In InnoDB, the rows of a table are stored in a clustered (or primary key) index, forming what some database systems call an “index-organized table”. Changing the clustered index requires copying the data, even with the InnoDB Plugin. However, adding or dropping a secondary index with the InnoDB Plugin is much faster, since it does not involve copying the data.
This new mechanism also means that you can generally speed the overall process of creating and loading an indexed table by creating the table with only the clustered index, and adding the secondary indexes after the data is loaded.
Although no syntax changes are required in the CREATE INDEX
or
DROP INDEX
commands, some factors affect the performance, space
usage, and semantics of this operation (see
Section 2.6, “Limitations”).
Because the ability to create and drop indexes does not require use of a new on-disk file format, it is possible to temporarily use the InnoDB Plugin to create or drop an index, and then fall back to using the standard built-in InnoDB in MySQL for normal operations if you wish. See Chapter 11, Downgrading from the InnoDB Plugin for more information.
It is possible to create multiple indexes on a table with one
ALTER TABLE
command. This is relatively efficient, because the
clustered index of the table needs to be scanned only once
(although the data is sorted separately for each new index). For
example:
CREATE TABLE T1(A INT PRIMARY KEY, B INT, C CHAR(1)) ENGINE=InnoDB; INSERT INTO T1 VALUES (1,2,'a'), (2,3,'b'), (3,2,'c'), (4,3,'d'), (5,2,'e'); COMMIT; ALTER TABLE T1 ADD INDEX (B), ADD UNIQUE INDEX (C);
The above commands will create table T1
with
the clustered index (primary key) on column A
,
insert several rows, and then build two new indexes on columns
B
and C
. If there were many
rows inserted into T1
before the ALTER TABLE
command, this approach would be much more efficient than creating
the table with all its indexes before loading the data.
You may also create the indexes one at a time, but then the
clustered index of the table is scanned (as well as sorted) once
for each CREATE INDEX
command. Thus, the following commands are
not as efficient as the ALTER TABLE
command above, even though
neither requires recreating the clustered index for table
T1
.
CREATE INDEX B ON T1 (B); CREATE UNIQUE INDEX C ON T1 (C);
Dropping indexes in the InnoDB Plugin does not require any
copying of table data. Thus, you can equally quickly drop multiple
indexes with a single ALTER TABLE
command or multiple
DROP INDEX
commands:
ALTER TABLE T1 DROP INDEX B, DROP INDEX C;
or
DROP INDEX B ON T1; DROP INDEX C ON T1;
Restructuring the clustered index in InnoDB always requires
copying the data in the table. For example, if you create a table
without a primary key, InnoDB chooses one for you, which may be
the first UNIQUE
key defined on NOT
NULL
columns, or a system-generated key. Defining a
PRIMARY KEY
later causes the data to be copied,
as in the following example:
CREATE TABLE T2 (A INT, B INT) ENGINE=InnoDB; INSERT INTO T2 VALUES (NULL, 1); ALTER TABLE T2 ADD PRIMARY KEY (B);
Note that when you create a UNIQUE
or
PRIMARY KEY
index, InnoDB must do some extra
work. For UNIQUE
indexes, InnoDB checks that
the table contains no duplicate values for the key. For a
PRIMARY KEY
index, InnoDB also checks that
none of the PRIMARY KEY
columns contains a
NULL
. It is best to define the primary key when
you create a table, so you need not rebuild the table later.
---+---
= Job 1 =
In the text on InnoDB indexes, why is creating several indexes with one ALTER TABLE command relatively efficient?
= Job 2 =
Carry on the text about InnoDB indexes, picking up after its final sentence.

Records from a data collection:
---+---
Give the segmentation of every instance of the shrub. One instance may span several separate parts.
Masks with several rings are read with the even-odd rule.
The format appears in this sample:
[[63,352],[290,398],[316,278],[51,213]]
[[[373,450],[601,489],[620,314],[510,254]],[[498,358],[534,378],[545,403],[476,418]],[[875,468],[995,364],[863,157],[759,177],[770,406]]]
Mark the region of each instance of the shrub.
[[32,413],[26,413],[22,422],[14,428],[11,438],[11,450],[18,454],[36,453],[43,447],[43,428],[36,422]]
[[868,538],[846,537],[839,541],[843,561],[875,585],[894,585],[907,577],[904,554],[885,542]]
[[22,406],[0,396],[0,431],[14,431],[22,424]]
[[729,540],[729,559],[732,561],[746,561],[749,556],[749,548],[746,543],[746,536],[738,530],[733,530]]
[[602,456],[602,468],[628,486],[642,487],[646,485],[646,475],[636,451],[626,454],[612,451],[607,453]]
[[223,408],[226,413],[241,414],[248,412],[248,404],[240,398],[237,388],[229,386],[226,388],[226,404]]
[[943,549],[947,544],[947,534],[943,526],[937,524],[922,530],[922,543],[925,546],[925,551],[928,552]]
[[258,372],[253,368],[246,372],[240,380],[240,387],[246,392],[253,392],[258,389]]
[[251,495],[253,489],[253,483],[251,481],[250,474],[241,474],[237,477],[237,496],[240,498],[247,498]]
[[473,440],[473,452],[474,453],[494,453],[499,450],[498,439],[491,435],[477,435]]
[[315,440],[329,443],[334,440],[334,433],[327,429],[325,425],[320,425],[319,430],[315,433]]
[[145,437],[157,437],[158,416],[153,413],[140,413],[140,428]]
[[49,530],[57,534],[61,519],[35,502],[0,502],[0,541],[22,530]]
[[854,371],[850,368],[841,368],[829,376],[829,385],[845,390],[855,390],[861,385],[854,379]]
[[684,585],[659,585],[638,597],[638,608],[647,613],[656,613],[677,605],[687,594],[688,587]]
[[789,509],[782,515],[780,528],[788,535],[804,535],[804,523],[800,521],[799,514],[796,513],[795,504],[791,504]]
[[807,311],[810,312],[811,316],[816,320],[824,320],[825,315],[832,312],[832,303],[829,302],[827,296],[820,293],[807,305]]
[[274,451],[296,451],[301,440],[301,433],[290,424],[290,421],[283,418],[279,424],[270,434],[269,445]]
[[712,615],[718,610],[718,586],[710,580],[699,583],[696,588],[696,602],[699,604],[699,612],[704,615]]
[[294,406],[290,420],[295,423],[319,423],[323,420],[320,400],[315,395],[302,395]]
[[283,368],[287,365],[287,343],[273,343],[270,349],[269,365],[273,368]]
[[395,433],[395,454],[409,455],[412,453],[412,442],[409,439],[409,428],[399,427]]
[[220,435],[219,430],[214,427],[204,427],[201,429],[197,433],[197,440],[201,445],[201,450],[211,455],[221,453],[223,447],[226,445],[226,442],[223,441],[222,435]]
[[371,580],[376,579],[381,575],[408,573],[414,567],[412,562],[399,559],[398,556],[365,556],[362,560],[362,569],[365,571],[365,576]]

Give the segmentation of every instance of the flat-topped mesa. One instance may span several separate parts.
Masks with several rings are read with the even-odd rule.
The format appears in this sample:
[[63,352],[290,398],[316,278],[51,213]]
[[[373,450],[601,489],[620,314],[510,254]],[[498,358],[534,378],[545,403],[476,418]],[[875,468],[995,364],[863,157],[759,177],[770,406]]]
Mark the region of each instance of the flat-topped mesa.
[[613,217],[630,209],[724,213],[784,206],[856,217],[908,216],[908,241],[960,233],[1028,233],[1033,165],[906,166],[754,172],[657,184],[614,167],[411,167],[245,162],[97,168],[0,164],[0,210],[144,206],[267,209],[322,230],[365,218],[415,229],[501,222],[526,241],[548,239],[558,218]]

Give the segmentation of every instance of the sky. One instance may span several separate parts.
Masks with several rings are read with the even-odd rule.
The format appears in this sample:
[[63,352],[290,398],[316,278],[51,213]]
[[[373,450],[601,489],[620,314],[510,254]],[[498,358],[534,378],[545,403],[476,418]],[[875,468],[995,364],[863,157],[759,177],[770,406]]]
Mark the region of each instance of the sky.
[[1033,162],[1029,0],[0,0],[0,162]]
---+---
= Final result 1 =
The table's clustered index needs to be scanned only once.

= Final result 2 =
InnoDB has two types of indexes: the clustered index and secondary indexes. Since the clustered index contains the data values in its B-tree nodes, adding or dropping a clustered index does involve copying the data, and creating a new copy of the table. A secondary index, however, contains only the index key and the value of the primary key. This type of index may be created or dropped without copying the data in the clustered index. Furthermore, because the secondary index contains the values of the primary key (used to access the clustered index when needed), when you change the definition of the primary key, thus recreating the clustered index, all secondary indexes are recreated as well.
Dropping a secondary index is simple. Only the internal InnoDB system tables and the MySQL data dictionary tables need to be updated to reflect the fact that the index no longer exists. InnoDB returns the storage used for the index to the tablespace that contained it, so that new indexes or additional table rows may use the space.
To add a secondary index to an existing table, InnoDB scans the table, and sorts the rows using memory buffers and temporary files in order by the value(s) of the secondary index key column(s). The B-tree is then built in key-value order, which is more efficient than inserting rows into an index in random order with respect to the key values. Because the B-tree nodes are split when they fill, building the index in this way results in a higher fill-factor for the index, making it more efficient for subsequent access.
While a secondary index is being created or dropped, the table is locked in shared mode. That is, any writes to the table are blocked, but the data in the table may be read. When you alter the clustered index of a table, however, the table is locked in exclusive mode, because the data must be copied. Thus, during the creation of a new clustered index, all operations on the table are blocked.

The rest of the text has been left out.